**Extrait fourni:**

┄┄┄┄┄┄┄┄┄┄

Comme mentionné antérieurement, l’affiche est l’un des dernier éléments à être réalisé, environ un mois avant la sortie en salle du film. Réalisées dans la hâte ces dernières se doivent aussi d’être peu coûteuse. À savoir qu’en France en 2019, sur une moyenne de 4,98 millions d’euros dépensés pour la réalisation d’un film (toujours selon une étude du CNC) seulement 0,1 % est dédié à l’ensemble de la publicité.
Il est dans l’intérêt des distributeurs de dépenser le moins possible, le recours à la photographie est donc favorisé. Le processus de création d’affiche se sert de plusieurs photographies prises par les photographes de plateau afin de les combiner via les outils numériques. On joue sur l’opacité et des fondus pour homogénéiser l’amalgame d’acteur.ice.s et de potentiel décors.
Enfin on vient ajouter des effets de textures ainsi que les éléments de typographie pour compléter. L’affiche d’Avengers:Endgame [9]Affiche du film Avengers: Endgame. réalisé par Anthony et Joe Russo en 2019 est un autre exemple.

┄┄┄┄┄┄┄┄┄┄

**Liste des données:**
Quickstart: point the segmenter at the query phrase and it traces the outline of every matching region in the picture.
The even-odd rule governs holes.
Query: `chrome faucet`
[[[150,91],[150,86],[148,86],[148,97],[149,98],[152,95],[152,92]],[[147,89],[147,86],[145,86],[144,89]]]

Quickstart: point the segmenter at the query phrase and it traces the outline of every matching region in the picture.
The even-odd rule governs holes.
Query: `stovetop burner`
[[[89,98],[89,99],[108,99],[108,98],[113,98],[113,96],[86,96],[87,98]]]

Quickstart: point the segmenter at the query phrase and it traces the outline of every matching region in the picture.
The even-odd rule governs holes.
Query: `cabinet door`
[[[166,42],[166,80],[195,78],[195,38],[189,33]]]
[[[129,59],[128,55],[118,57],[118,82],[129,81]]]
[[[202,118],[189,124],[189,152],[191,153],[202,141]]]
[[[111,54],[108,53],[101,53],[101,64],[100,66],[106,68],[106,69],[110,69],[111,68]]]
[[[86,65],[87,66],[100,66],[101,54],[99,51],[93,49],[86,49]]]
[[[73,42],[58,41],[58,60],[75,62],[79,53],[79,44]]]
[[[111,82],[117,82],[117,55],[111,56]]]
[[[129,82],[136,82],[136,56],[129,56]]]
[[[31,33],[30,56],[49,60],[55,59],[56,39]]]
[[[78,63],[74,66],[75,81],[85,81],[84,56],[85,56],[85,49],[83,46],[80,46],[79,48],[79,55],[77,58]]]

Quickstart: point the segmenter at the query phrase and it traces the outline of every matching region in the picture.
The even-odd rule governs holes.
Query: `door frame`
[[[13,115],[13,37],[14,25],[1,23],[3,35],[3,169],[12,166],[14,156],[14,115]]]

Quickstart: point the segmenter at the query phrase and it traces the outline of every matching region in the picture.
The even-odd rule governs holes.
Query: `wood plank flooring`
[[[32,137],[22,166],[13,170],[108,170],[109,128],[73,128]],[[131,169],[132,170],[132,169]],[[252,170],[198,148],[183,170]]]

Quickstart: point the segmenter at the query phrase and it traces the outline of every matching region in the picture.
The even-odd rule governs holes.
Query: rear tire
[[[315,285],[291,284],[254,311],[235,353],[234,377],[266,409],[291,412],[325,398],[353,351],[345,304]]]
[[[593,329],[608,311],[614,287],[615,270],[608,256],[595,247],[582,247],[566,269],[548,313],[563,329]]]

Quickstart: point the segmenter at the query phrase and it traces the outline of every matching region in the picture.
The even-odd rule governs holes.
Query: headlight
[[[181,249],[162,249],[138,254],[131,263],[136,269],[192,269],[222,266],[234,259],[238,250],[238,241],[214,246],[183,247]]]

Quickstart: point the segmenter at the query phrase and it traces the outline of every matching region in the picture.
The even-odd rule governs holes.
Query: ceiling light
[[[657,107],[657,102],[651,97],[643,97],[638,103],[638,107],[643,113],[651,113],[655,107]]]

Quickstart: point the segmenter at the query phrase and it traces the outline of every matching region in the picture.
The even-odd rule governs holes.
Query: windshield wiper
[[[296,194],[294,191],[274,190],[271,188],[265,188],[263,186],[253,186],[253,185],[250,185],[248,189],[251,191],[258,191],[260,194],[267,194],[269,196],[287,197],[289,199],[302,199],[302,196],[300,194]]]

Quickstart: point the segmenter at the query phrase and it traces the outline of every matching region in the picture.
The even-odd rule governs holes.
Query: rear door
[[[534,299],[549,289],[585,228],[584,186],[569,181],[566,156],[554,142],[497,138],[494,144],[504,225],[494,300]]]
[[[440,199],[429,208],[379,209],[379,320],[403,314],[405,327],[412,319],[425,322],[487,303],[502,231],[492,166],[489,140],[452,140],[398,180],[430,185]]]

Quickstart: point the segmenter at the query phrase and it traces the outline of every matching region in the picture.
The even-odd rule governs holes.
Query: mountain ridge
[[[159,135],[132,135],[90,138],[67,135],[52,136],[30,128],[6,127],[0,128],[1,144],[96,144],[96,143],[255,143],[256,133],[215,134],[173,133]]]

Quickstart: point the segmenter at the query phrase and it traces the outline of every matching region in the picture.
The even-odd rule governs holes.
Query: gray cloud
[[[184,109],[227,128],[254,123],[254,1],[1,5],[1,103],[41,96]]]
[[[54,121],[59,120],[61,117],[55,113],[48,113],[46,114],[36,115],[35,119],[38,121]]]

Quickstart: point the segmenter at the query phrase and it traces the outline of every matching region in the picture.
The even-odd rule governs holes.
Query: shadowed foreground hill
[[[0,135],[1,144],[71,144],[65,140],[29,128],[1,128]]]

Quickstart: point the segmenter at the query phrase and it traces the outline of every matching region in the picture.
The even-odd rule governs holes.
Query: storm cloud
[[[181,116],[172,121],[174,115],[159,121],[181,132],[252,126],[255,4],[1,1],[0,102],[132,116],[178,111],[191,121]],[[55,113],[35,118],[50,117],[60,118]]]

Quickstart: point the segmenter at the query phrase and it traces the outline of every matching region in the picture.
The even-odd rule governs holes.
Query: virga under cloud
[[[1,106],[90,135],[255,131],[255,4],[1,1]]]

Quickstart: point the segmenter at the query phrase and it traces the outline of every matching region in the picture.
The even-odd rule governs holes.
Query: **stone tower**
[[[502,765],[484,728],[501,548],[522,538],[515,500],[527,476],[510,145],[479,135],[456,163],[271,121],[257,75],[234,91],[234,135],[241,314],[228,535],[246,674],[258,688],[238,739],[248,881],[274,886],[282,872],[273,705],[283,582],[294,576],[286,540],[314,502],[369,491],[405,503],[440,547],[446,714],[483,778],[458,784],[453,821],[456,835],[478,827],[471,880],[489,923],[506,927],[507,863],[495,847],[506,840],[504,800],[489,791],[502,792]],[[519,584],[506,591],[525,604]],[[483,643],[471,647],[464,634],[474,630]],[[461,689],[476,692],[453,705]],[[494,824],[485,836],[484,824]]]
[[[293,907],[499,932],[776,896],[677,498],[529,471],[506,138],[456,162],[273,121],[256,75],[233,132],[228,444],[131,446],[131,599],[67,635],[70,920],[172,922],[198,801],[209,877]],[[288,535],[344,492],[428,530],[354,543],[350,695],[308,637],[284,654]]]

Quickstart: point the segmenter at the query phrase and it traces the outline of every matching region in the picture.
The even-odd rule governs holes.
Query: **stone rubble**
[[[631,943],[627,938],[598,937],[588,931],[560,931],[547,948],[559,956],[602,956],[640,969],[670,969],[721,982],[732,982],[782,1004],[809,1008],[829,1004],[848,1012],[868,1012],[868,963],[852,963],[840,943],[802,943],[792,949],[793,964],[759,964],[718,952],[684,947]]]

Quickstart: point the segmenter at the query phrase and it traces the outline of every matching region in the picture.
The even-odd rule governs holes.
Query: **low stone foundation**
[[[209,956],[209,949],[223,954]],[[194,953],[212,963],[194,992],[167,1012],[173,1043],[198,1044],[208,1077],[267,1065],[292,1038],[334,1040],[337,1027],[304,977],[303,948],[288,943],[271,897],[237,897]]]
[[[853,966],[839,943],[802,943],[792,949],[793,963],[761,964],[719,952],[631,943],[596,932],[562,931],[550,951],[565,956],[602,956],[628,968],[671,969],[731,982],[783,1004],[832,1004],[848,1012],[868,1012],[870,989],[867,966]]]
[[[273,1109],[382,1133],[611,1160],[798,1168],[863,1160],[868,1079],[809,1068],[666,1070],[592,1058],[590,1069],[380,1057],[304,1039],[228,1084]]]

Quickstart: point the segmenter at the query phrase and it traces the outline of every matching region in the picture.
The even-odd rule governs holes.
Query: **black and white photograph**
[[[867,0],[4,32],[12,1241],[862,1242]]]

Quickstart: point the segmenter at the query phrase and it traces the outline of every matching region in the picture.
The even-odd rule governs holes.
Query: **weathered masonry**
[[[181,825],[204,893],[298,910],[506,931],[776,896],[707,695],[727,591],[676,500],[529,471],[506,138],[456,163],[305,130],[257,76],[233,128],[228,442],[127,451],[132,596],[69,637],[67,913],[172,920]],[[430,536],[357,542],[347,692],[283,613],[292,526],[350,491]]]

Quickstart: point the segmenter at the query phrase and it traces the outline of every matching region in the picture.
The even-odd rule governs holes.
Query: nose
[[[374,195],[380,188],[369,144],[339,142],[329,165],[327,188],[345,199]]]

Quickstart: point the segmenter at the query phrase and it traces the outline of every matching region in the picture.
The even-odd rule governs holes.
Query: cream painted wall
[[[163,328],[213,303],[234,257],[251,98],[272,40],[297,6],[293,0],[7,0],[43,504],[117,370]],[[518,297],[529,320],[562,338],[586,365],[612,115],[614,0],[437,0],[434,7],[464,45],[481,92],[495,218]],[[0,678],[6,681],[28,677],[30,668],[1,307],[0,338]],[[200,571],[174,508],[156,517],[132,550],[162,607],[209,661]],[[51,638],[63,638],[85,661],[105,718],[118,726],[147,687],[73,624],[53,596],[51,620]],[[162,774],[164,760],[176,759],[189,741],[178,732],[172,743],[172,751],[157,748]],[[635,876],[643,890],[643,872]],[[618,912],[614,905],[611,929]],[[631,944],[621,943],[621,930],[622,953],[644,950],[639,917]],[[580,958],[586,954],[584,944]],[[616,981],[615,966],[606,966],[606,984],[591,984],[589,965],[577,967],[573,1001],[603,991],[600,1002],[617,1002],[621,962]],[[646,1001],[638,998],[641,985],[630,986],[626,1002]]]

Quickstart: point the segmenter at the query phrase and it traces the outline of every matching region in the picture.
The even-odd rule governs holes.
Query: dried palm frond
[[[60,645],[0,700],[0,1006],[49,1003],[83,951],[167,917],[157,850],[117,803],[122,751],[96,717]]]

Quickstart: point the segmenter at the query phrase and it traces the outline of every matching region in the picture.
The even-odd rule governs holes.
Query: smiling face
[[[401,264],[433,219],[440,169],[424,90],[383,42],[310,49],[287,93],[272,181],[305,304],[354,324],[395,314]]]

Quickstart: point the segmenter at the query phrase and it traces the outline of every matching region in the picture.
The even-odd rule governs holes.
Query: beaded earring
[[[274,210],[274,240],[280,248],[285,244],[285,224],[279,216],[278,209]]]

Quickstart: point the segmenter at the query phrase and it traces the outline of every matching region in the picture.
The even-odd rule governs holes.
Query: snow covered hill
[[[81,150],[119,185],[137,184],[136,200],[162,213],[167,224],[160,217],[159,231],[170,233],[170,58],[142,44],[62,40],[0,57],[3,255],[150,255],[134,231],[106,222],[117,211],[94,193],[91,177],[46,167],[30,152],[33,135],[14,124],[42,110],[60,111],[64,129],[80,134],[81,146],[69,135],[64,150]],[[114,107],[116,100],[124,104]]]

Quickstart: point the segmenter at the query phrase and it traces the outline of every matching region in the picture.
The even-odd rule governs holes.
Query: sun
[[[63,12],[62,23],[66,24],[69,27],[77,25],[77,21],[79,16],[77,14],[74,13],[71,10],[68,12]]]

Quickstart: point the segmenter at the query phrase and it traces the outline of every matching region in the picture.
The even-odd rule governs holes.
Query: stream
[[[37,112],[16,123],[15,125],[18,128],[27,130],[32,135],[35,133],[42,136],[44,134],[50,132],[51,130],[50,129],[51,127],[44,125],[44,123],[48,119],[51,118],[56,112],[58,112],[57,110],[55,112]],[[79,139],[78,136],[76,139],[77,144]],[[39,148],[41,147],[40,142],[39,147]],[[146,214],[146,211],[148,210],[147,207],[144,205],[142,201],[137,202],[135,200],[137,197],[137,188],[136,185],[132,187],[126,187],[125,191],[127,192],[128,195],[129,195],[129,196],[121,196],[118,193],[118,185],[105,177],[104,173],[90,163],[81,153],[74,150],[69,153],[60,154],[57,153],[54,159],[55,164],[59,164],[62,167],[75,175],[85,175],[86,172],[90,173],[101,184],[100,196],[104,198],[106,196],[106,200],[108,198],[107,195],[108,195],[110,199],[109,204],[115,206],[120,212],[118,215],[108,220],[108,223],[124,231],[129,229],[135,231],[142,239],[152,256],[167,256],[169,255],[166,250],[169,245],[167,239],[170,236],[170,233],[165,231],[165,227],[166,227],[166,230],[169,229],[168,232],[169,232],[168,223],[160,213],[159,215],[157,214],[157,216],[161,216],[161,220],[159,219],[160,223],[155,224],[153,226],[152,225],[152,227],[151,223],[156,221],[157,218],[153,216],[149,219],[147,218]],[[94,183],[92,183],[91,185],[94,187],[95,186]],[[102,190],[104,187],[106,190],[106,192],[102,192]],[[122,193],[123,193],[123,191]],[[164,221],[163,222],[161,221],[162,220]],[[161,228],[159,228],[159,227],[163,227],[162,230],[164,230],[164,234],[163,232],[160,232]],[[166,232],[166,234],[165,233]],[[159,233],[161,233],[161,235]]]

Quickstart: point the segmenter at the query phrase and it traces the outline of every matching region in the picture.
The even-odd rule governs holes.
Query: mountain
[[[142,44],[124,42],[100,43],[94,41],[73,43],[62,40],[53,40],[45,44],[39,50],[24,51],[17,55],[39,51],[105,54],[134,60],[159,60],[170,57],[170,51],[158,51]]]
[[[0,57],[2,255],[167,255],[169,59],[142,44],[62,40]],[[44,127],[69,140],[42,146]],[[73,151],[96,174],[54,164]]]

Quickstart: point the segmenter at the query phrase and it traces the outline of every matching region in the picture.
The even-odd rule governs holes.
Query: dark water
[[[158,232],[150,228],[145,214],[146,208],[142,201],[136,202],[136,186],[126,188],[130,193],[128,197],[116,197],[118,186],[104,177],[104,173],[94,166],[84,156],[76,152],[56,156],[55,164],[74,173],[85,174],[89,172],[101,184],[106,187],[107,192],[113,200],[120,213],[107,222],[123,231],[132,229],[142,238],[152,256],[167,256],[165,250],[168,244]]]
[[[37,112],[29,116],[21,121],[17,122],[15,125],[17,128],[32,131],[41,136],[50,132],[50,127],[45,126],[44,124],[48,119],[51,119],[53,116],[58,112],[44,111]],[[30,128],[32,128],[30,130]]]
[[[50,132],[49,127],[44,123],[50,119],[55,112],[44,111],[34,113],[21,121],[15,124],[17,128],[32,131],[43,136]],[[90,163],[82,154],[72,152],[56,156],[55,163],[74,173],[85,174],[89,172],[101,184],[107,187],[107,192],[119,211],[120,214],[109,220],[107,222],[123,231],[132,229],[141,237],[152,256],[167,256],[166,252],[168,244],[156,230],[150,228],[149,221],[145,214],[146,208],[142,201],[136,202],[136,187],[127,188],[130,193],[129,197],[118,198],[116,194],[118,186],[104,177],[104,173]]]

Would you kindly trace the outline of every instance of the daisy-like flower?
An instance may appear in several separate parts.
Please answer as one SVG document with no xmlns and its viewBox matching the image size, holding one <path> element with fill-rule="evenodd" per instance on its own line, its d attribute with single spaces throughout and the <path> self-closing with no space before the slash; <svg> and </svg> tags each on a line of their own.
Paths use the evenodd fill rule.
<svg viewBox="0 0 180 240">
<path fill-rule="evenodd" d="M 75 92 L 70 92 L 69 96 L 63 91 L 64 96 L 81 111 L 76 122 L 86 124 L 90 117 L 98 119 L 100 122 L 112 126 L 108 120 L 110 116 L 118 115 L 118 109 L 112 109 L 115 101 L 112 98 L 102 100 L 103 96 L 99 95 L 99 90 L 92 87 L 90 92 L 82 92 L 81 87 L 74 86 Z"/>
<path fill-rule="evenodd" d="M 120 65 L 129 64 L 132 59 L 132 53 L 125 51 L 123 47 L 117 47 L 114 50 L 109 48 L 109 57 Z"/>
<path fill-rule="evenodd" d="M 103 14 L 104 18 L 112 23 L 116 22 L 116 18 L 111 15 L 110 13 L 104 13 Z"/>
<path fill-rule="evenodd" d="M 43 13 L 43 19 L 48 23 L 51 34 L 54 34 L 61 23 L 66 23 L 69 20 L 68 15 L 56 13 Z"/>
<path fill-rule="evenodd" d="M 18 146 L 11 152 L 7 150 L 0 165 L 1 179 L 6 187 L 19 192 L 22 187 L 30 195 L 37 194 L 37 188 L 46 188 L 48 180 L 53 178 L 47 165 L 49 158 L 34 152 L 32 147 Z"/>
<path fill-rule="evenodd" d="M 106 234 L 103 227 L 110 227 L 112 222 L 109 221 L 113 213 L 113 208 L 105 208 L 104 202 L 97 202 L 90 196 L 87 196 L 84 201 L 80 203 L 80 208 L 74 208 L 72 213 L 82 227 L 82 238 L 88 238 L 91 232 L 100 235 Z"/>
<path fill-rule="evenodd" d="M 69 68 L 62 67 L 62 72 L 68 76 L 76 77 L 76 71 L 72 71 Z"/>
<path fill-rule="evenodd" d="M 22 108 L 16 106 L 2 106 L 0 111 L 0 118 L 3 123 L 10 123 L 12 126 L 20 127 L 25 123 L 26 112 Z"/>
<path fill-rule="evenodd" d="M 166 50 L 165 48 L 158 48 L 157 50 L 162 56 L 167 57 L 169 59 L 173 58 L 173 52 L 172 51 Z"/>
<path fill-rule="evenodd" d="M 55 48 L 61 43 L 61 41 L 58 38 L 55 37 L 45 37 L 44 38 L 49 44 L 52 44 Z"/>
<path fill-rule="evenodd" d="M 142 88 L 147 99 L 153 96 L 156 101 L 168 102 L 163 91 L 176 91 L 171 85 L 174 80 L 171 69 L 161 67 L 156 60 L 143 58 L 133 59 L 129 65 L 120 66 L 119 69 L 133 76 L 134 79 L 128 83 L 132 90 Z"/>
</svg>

┄┄┄┄┄┄┄┄┄┄

**Consigne:** Selon l'extrait sur les affiches de film, quelle part du budget moyen d'un film réalisé en France en 2019 est consacrée à l'ensemble de la publicité ? Les items sont issus d'une source distincte.

**Corrigé:** Seulement 0,1 %.